**ФРАГМЕНТ ДОКУМЕНТА**.
Но остановиться Саул не может. Злой дух владеет им, мучит, гонит. Отвоевав с филистимлянами, вновь кидается он на Давида. С ним три тысячи лучших воинов. Давид засел в неприступных местах Енгадди.
На вершине «скал горных коз» искал его Саул – здесь и произошла встреча. «И пришел к загону овец, подле дороги, где была пещера; и вошел в нее Саул для нужды; а Давид и люди его сидели в глубине пещеры».
Какой случай отделаться от врага! Беглецы шепчут Давиду – убей, ведь это Бог предает его в руки твои. Но Давид и Саул оба помазанники. Не просто борющиеся за власть царьки бродячего племени. Суд не пришел еще, и не Давид судья. Руку же Божию Давид, как всегда, ощущает – помазанника Господня убить не может. И подкравшись безмолвно, отрезает кусок епанчи.
А потом, когда Саул вышел, Давид окликнул его. Саул обернулся. Наклонившись к земле лицом и простершись пред ним, стал умолять Саула не верить наветам. Он вовсе не враг. Если бы был враг… – и показал кусок епанчи. В дальнейших словах – и стон, и как бы скрытый упрек: «За кем выступил царь Израильский? За кем гоняешься ты? За мертвым псом, за одной блохой».
Саул поражен. Саул, метавший копье и в Давида, и в собственного сына Ионафана, тут заплакал. («Твой ли это голос, сын мой Давид? И возвысив голос свой, заплакал».) Даже врага мог обольстить Давид! Тут обольстил явно тем, что опять – выйдя из Ветхого в Новый Завет – добром ответил за зло.
Давид поклялся ему, что не будет мстить его роду, когда станет царем.
На этом они расстались.
Но Саул скоро возобновил преследование. На холме Гахила вновь Давида настиг. Произошло почти то же, что и на скале горных коз. Давид ночью пробрался во вражеский стан, похитил у спавшего Саула копье и сосуд с водою. Опять мог убить его, опять не убил. Утром же показал ему из своего лагеря это копье (не то ли самое, каким Саул пытался пригвоздить его к стене во время игры на гуслях?). Опять Саул называет его «сын мой Давид» и они будто бы мирно расходятся.

**ВЫДЕРЖКА ИЗ ДАННЫХ**.
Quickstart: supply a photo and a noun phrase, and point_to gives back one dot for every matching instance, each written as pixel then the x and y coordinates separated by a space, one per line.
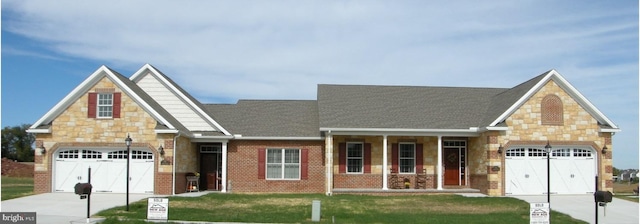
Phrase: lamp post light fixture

**УКАЗАНИЕ**. Перепечатайте без изменений часть текста о Давиде и Сауле: начните с места, где стоят слова «На этом они», и закончите словами «бы мирно расходятся.» включительно. Эти данные здесь не понадобятся.

**ИТОГ ЗАДАНИЯ**.
На этом они расстались.
Но Саул скоро возобновил преследование. На холме Гахила вновь Давида настиг. Произошло почти то же, что и на скале горных коз. Давид ночью пробрался во вражеский стан, похитил у спавшего Саула копье и сосуд с водою. Опять мог убить его, опять не убил. Утром же показал ему из своего лагеря это копье (не то ли самое, каким Саул пытался пригвоздить его к стене во время игры на гуслях?). Опять Саул называет его «сын мой Давид» и они будто бы мирно расходятся.